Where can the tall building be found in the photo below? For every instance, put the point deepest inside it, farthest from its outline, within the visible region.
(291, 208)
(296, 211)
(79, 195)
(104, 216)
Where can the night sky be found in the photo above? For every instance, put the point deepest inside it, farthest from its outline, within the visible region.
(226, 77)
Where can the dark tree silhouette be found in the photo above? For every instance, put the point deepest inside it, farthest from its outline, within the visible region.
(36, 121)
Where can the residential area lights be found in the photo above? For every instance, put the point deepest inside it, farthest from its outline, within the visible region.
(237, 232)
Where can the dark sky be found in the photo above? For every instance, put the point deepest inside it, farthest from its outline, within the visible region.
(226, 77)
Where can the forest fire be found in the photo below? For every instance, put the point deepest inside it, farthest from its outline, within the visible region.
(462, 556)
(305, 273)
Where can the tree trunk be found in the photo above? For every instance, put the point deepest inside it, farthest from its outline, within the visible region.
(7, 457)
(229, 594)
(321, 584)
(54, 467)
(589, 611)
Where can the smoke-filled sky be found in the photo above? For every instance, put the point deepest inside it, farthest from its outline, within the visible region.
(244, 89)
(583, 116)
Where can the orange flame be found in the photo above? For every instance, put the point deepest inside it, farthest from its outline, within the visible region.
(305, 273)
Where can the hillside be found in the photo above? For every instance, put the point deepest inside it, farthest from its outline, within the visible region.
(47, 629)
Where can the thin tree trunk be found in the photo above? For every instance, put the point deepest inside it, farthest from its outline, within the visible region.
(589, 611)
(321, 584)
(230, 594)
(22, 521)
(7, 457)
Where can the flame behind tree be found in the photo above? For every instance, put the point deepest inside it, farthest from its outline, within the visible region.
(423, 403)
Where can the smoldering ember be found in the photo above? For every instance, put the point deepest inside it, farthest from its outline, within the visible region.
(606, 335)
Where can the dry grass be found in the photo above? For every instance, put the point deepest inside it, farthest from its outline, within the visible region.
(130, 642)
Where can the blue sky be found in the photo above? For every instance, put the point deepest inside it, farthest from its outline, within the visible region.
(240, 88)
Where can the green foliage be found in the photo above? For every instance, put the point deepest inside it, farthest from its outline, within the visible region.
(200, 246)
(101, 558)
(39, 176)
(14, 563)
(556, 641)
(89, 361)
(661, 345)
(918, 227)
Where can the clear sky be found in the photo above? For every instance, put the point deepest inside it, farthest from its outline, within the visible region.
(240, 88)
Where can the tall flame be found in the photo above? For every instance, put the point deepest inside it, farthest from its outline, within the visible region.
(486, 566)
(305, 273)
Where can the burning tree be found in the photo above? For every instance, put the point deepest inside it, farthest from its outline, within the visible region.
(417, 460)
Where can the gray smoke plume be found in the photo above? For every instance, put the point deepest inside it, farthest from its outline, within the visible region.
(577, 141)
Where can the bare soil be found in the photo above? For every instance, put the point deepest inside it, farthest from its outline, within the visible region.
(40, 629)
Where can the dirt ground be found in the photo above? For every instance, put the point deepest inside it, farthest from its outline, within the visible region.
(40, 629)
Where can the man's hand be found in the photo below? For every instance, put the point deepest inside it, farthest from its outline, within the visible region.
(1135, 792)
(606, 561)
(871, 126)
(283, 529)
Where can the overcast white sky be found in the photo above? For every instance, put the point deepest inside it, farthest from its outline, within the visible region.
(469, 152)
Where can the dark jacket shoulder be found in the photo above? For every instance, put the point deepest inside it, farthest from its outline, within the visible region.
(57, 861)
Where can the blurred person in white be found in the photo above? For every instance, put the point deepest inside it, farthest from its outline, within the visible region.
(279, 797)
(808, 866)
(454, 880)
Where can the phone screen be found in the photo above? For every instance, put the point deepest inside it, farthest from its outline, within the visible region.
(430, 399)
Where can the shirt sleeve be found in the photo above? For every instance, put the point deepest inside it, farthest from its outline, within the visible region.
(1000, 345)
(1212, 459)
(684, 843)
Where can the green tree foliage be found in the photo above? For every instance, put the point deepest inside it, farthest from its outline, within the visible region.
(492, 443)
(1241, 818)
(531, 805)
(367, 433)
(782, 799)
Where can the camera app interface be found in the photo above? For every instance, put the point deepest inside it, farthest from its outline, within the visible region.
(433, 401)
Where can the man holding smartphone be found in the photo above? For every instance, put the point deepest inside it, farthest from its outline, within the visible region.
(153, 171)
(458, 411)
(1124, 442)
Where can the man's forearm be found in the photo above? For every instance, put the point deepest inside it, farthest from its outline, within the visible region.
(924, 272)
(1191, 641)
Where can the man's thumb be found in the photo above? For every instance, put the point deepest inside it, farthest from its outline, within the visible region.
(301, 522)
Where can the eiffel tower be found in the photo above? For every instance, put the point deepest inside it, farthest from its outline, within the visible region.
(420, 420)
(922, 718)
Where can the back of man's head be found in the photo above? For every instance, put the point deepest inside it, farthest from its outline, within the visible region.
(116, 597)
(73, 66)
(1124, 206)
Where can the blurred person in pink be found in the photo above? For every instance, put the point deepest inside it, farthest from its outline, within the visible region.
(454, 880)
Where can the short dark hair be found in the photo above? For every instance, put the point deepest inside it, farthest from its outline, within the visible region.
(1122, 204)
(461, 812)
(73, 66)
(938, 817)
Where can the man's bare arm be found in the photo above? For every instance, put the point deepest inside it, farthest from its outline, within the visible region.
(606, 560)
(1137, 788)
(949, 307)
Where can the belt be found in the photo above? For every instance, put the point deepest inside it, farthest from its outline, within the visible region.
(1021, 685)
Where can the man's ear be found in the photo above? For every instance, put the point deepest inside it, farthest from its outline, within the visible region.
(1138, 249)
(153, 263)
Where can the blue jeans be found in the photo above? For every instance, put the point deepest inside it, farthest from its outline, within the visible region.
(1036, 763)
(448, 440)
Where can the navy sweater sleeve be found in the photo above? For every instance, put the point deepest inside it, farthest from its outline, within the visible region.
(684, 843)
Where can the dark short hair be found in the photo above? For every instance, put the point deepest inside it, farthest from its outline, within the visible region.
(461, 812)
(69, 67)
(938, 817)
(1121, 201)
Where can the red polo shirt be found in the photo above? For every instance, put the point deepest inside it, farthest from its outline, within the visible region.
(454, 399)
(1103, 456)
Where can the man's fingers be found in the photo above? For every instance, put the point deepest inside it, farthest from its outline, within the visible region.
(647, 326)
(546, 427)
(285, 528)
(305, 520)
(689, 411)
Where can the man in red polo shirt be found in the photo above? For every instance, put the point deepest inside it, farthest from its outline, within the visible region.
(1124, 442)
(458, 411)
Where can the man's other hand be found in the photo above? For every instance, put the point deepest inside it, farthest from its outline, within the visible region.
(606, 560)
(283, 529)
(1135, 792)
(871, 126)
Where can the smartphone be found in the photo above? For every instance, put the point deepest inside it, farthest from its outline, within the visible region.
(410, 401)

----------

▶ STATED GOAL
Repeat all of the records above word for word, without changing anything.

▶ WORKED SOLUTION
Where can the tall building be found in the photo below? For every instance, put the point deepest inside it, farthest from its outline, within the visible region.
(291, 208)
(296, 211)
(79, 195)
(104, 216)
Where can the night sky be found in the photo above? For every instance, put the point deepest inside it, farthest from its outline, within the visible region.
(226, 77)
Where can the dark tree silhouette be found in the photo above? For every instance, put the point deepest inside it, farthest from its outline, within the visible region.
(36, 121)
Where can the residential area lights be found in the photo above? For every instance, put the point deepest inside it, farthest from its outline, within the visible region.
(237, 232)
Where can the dark sky be found in the photo above? For every instance, put the point deepest inside it, farthest from its outline, within the visible region.
(226, 77)
Where can the forest fire be found in the photo below? For every instance, put the point deepest inside it, farthest from its outline, within the visible region.
(462, 556)
(305, 273)
Where can the tree trunk be found in the photo above? For every instance, put the point deepest inside it, farthest from its outline, within the visible region.
(7, 457)
(229, 594)
(321, 584)
(54, 467)
(589, 611)
Where can the smoke-filled sky be found in the photo above? For every instance, put the point deepest inside it, farthest from its outline, within the visible region.
(244, 89)
(583, 116)
Where can the orange flame be found in the photo above? For every instance, put the point deepest inside it, farthest from its outline, within the visible region.
(305, 273)
Where can the hillside be found in the photo above? For every instance, put the point deepest inside it, farthest from its outline, within the visible region.
(47, 629)
Where can the thin tree trunk be found in the photo above? For every instance, put the point deepest inside it, farthest from its outline, within the visible region.
(589, 611)
(321, 584)
(230, 594)
(22, 521)
(7, 457)
Where can the flame behind tree be found in the photo above? For every instance, put the point deepest inside it, farthest from its outline, within the visible region.
(423, 403)
Where can the smoldering ember be found in the photo above? For every instance, put the point deepest inside it, farthest from its outline, within the visible region.
(606, 335)
Where can the dry grass be found in the photo above? For every instance, put the point deepest inside it, farthest from its outline, within the visible region.
(130, 642)
Where can the blue sky be found in the photo above? For every instance, put the point deepest inside it, farthest from its outline, within the visible region.
(240, 88)
Where can the green foliage be found in the photo above? For every instance, put the point deepest inside it, farthest from its outline, within the visible region.
(200, 246)
(101, 558)
(39, 176)
(14, 563)
(556, 641)
(89, 361)
(661, 345)
(918, 227)
Where can the clear sky be found in the photo above? For every instance, put the point deepest inside it, farthest from its outline, within the visible region.
(240, 88)
Where can the tall flame be found in the photo above? For every instance, put the point deepest inside it, farthest from its outline, within the visible region.
(486, 566)
(305, 273)
Where can the burning tree be found in the photo above? For every instance, put the point deepest inside it, farthest from its outline, within the visible region.
(417, 460)
Where can the gray smoke plume be found in the photo above? For every instance, put the point deepest inside it, farthest from its outline, within the visible region.
(577, 141)
Where can the bare soil be found in the photo above? For every instance, put the point deepest inside it, farthest from its outline, within the visible region.
(40, 629)
Where can the dirt ground be found in the photo above? For every instance, put the point deepest inside it, farthest from its outline, within the visible region.
(40, 629)
Where can the man's hand be found in the photo below? For every instance, put the point deepest inside it, farthest from its outline, within the visible region.
(1135, 792)
(606, 561)
(871, 126)
(283, 529)
Where can the overcast white sky be found in the photo above? For every instance, put the point deepest inside it, farthest from its outline, within the visible region.
(469, 152)
Where can the dark jacket shoulder be found in the photo above? For every instance, put the point deepest inside it, farthest from its outline, within the visible region.
(57, 861)
Where can the blurred person in white be found in the photo above? For every instance, put the point deepest inside it, farthest from its outline, within the visible region.
(279, 797)
(808, 866)
(454, 880)
Where can the phone screen be found in the photo above? For every instance, put the point deepest inside it, farthest from its outline, within the visible region.
(430, 399)
Where can the shirt sleeve be found in the photo above? For every instance, put the point deepest inside it, farthest from its outline, within the visible region.
(1000, 345)
(1212, 459)
(684, 843)
Where can the green tree foliage be found in the photo above? For every instance, put the point deepest inside it, farthest from its outline, within the visible region.
(492, 443)
(1241, 818)
(531, 805)
(367, 433)
(782, 799)
Where can the camera app interface be found in the photo above? For every instance, put the point deepest inside it, farthest from its outline, within the visible region.
(433, 401)
Where can the man holding smartphone be found in the photo above? For every instance, put the point deepest inside it, farthest from its outline, within the visible region.
(153, 171)
(458, 411)
(1124, 442)
Where can the man's forearm be found in the photo above? For every instance, put the point deepest inside it, farthest from its outline, within the visible region.
(924, 272)
(1191, 641)
Where can the man's thumb be found in the photo above? For every instance, put the point deepest inside it, farthest from its outline, within the visible region.
(301, 522)
Where can the eiffel tower be found in the photo above? For every instance, put the point deepest inside it, farthest from its outline, within the visible region.
(420, 420)
(922, 718)
Where can the back of man's head be found in the photo above? For every instance, put the point deepest inside it, farthest from its outline, within the visible region.
(116, 597)
(73, 66)
(1124, 206)
Where can the blurred person in pink be found in the photo above? For every instance, put the point deepest inside it, farthest from its outline, within the visible region.
(454, 880)
Where can the short dark hair be found in the photo above? For every instance, put the point deepest inside it, farthest from its outline, within the visible region.
(1122, 204)
(461, 812)
(73, 66)
(938, 817)
Where can the man's bare arm be found in the photo above? For every instance, put the point deepest inside it, farthest from its outline, within the visible region.
(606, 560)
(1137, 788)
(949, 307)
Where can the belt be found in the photo above? For every instance, put the point deepest inside it, farthest from its outline, within the visible region.
(1021, 685)
Where can the man's ear be found in the photo above? For every instance, put the point deepest inside it, farthest from its outline, within the visible region.
(1138, 249)
(153, 263)
Where can the blue jeans be found in the photo above? For every instance, put the point deepest inside it, farthest from its outline, within the visible region.
(1036, 763)
(448, 440)
Where can the navy sweater sleeve be found in the photo above? For every instance, put the point deepest inside it, farthest from its outline, within the visible region.
(684, 843)
Where can the dark short hair be found in the photo above? For every instance, put the point deepest inside it, farthest from its outline, within the visible region.
(461, 812)
(69, 67)
(938, 817)
(1121, 201)
Where can the red polo shirt be found in the photo above? For every instance, put the point deepest inside it, farthest from its outline, within the visible region.
(454, 399)
(1103, 456)
Where can the man's fingers be found in the photo above? For every instance, put the point deepest inside it, farthest from its outline, within the visible region.
(647, 326)
(546, 427)
(285, 528)
(305, 520)
(689, 411)
Where can the man in red polo shirt be found in the photo above? For every instance, put the point deepest inside it, farthest from its outline, within the visible region.
(1124, 442)
(458, 411)
Where can the man's other hand be found in the photo above? For every instance, put the point deepest inside it, farthest from its outline, within the visible region.
(606, 560)
(283, 529)
(1135, 792)
(871, 126)
Where can the smartphone be found in the photo above? For every instance, put the point deepest inside it, farthest from its outline, within the visible region.
(410, 401)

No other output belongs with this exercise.